Which of the lines below contain the word "tree", matched with case counting? Copy out each of those lines in full.

● Record list:
········
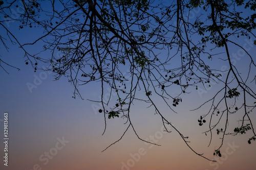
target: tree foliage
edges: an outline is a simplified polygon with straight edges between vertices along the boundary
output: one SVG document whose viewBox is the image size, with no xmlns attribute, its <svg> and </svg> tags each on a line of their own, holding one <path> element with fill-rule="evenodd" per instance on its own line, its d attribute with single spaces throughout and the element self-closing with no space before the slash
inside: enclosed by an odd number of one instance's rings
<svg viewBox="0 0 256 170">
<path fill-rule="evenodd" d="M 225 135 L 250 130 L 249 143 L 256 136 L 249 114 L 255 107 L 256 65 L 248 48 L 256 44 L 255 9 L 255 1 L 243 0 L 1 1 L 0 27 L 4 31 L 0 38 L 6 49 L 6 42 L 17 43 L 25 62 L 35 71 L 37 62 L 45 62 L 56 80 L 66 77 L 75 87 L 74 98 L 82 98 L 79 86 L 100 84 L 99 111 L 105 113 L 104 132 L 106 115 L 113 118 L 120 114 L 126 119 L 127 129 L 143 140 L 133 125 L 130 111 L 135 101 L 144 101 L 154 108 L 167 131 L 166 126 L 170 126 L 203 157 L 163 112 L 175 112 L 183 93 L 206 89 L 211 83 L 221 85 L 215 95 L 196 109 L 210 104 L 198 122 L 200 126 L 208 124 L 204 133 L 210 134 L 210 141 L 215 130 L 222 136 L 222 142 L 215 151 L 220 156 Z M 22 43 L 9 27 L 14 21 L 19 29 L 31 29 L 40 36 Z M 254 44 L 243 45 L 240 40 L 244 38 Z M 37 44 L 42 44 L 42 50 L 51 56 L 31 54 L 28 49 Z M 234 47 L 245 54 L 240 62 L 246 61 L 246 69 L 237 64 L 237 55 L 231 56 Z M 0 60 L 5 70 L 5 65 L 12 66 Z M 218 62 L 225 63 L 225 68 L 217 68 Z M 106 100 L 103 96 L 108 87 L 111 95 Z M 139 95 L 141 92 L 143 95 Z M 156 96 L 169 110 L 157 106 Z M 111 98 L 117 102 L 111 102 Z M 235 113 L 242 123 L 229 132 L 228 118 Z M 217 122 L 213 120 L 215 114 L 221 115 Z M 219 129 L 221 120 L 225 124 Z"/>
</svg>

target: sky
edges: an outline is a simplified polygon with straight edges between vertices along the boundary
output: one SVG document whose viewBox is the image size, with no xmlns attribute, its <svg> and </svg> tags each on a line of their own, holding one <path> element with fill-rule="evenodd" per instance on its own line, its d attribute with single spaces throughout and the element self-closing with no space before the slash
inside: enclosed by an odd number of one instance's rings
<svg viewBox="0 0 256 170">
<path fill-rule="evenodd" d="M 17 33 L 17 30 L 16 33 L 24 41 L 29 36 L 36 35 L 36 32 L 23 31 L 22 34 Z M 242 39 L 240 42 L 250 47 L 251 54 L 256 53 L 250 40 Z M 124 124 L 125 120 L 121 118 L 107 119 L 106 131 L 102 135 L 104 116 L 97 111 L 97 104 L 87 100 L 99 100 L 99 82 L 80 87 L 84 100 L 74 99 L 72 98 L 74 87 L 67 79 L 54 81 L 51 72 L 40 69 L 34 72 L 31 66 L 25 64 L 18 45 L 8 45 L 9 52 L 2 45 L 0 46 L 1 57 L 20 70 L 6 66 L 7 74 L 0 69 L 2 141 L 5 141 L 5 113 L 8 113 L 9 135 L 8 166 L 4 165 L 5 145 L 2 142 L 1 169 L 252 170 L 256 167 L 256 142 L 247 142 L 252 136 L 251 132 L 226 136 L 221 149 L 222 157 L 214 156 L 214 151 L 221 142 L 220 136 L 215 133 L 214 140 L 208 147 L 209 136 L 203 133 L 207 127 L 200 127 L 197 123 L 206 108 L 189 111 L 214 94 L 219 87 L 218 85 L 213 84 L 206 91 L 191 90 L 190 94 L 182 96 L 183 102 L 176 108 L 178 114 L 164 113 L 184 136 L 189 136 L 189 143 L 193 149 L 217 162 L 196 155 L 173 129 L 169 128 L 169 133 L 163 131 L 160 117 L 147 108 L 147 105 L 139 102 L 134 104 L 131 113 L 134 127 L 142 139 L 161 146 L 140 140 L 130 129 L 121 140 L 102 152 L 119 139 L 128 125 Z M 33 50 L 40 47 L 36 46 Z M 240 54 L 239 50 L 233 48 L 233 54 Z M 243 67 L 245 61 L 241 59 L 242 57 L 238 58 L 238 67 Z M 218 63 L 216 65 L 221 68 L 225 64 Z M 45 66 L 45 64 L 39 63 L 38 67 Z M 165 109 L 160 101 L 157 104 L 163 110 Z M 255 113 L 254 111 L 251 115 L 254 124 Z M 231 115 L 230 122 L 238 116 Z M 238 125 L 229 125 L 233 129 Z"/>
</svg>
········
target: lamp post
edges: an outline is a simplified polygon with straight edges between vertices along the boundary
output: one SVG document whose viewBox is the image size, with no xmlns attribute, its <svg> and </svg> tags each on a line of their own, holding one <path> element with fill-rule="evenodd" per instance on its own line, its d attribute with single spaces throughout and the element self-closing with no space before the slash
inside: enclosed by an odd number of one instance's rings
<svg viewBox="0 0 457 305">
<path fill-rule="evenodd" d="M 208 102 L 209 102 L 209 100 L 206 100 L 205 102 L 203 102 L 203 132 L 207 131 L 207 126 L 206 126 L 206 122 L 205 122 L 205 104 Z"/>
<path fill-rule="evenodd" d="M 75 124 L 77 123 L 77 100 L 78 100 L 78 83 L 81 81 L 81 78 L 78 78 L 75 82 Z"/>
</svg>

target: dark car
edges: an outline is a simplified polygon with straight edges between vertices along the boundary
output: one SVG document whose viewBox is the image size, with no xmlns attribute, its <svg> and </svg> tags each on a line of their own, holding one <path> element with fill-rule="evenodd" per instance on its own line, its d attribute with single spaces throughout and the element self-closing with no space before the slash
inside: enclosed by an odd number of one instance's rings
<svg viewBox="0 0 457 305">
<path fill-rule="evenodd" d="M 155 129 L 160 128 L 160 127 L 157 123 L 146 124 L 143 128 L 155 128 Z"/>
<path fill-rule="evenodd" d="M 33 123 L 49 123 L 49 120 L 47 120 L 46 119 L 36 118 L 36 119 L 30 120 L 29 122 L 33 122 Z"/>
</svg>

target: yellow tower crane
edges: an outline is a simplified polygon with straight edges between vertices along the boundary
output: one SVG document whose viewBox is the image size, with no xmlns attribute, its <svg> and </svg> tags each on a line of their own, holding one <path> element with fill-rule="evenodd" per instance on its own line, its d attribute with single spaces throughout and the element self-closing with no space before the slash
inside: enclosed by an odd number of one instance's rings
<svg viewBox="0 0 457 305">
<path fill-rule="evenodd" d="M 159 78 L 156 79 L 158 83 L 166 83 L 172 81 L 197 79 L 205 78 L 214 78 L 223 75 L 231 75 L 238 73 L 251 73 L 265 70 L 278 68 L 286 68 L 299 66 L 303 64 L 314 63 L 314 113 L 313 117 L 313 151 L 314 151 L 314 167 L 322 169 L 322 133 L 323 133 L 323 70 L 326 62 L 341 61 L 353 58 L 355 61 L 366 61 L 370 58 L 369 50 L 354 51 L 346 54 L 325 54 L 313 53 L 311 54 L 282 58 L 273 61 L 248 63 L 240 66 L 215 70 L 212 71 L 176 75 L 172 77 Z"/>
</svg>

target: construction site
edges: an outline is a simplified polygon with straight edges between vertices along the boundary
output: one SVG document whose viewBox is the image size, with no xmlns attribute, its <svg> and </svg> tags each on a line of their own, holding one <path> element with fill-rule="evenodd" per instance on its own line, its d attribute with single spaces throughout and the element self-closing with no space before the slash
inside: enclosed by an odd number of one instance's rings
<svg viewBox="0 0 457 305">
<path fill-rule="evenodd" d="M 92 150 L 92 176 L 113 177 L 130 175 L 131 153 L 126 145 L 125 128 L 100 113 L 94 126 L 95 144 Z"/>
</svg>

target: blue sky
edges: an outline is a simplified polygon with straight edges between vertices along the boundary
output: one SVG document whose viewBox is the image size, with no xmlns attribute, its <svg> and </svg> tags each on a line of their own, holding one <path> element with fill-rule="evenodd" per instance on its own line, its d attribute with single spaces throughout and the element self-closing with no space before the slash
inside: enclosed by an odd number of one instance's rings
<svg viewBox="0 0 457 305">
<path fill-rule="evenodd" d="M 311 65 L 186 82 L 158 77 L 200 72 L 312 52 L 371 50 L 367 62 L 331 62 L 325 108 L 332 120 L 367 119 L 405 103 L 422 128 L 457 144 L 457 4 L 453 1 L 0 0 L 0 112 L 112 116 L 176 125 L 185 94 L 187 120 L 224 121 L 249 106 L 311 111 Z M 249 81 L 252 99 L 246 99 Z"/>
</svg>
········
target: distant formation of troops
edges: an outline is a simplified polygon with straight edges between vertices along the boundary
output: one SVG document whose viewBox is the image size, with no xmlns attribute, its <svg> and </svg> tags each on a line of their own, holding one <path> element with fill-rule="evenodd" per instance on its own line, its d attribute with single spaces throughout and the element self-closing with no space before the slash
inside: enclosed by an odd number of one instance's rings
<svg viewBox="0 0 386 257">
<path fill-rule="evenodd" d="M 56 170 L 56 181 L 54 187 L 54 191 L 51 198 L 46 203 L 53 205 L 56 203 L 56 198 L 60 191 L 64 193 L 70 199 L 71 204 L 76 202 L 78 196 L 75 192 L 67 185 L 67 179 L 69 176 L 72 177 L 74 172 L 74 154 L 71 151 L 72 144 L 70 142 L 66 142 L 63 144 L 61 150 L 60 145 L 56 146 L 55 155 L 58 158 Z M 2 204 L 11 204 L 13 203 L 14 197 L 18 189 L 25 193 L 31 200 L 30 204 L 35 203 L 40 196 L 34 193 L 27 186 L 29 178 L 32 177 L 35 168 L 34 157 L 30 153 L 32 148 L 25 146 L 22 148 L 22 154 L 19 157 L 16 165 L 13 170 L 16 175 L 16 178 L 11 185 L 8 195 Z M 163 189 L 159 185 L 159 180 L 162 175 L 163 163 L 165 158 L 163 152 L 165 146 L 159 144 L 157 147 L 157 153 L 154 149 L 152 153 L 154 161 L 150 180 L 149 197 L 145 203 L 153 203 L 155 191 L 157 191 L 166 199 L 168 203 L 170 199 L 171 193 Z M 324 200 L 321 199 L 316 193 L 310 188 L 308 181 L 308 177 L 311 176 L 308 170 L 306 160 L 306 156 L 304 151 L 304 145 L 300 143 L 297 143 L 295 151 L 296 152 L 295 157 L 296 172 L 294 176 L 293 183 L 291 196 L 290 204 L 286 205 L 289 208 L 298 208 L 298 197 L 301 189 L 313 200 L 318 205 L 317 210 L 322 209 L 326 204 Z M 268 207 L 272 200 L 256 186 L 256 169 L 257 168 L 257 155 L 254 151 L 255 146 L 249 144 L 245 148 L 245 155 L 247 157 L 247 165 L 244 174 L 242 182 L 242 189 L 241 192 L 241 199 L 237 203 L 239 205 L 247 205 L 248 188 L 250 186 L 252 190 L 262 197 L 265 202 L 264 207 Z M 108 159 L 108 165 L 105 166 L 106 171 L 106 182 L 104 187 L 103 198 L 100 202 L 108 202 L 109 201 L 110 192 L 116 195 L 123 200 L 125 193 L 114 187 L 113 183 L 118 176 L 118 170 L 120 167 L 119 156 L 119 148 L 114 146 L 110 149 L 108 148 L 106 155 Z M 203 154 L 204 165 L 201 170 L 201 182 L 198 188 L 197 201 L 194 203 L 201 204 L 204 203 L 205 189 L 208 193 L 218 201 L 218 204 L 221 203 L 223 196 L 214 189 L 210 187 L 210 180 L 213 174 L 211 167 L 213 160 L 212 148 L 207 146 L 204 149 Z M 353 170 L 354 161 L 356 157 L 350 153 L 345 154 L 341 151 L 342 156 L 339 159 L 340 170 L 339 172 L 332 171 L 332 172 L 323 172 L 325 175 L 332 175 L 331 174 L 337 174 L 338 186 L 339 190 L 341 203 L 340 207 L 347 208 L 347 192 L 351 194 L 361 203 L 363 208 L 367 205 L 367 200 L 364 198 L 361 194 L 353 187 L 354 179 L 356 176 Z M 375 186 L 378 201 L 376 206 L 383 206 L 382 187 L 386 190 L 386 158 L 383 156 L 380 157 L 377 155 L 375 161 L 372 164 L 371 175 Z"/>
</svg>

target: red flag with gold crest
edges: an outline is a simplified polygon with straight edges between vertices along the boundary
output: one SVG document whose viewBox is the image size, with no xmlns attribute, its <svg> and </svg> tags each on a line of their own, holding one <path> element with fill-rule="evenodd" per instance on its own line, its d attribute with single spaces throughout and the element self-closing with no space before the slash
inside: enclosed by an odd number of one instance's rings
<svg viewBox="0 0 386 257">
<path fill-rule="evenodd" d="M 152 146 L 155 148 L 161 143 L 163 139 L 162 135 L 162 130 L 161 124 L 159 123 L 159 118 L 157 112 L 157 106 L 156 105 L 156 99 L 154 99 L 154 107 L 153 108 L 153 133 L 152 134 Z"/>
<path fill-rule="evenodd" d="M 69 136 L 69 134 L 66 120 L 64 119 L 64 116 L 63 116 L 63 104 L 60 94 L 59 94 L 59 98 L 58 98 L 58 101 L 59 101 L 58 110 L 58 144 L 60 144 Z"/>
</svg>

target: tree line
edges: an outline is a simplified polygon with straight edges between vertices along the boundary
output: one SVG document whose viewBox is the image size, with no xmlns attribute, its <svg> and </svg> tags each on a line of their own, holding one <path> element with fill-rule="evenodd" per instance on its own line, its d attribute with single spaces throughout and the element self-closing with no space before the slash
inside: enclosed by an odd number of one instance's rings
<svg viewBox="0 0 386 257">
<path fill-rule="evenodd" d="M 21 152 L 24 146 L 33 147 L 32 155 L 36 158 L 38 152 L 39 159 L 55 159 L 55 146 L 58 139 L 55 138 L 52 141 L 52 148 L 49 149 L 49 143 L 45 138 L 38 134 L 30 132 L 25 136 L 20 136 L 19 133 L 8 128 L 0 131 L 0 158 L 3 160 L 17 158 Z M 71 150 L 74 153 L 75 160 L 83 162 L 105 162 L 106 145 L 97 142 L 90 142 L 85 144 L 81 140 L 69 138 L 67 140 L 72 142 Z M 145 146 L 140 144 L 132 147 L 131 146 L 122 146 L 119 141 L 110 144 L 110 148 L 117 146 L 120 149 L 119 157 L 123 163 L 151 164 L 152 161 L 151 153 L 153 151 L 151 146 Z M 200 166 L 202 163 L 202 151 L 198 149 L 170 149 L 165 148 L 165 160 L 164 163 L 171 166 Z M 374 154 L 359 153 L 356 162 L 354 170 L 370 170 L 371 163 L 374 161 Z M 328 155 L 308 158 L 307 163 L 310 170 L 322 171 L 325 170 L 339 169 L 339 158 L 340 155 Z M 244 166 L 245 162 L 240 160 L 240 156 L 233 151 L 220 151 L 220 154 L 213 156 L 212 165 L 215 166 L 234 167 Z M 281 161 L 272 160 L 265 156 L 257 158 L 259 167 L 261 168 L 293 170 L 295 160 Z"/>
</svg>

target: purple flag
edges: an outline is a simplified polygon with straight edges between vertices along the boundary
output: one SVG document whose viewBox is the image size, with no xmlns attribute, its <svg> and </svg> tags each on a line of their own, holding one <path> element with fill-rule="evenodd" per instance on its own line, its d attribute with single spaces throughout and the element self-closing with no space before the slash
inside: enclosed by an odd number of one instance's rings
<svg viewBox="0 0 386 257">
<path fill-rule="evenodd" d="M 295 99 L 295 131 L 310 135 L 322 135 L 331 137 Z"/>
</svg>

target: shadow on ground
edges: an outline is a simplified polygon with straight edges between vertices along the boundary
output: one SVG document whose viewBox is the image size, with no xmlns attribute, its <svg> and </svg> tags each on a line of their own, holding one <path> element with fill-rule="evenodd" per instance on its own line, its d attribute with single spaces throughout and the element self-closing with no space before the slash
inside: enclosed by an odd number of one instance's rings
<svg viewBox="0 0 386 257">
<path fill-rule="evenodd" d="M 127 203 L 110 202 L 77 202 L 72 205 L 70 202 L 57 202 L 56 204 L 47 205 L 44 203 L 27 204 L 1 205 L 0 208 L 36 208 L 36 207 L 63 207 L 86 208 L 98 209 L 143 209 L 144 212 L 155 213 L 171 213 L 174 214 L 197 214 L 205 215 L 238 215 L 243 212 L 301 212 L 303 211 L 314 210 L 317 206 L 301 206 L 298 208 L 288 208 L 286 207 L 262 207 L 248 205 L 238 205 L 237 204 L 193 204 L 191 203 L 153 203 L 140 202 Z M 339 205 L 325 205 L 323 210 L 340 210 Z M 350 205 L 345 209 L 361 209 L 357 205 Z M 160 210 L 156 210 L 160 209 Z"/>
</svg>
········
● Solution to this problem:
target: tree foliage
target: tree line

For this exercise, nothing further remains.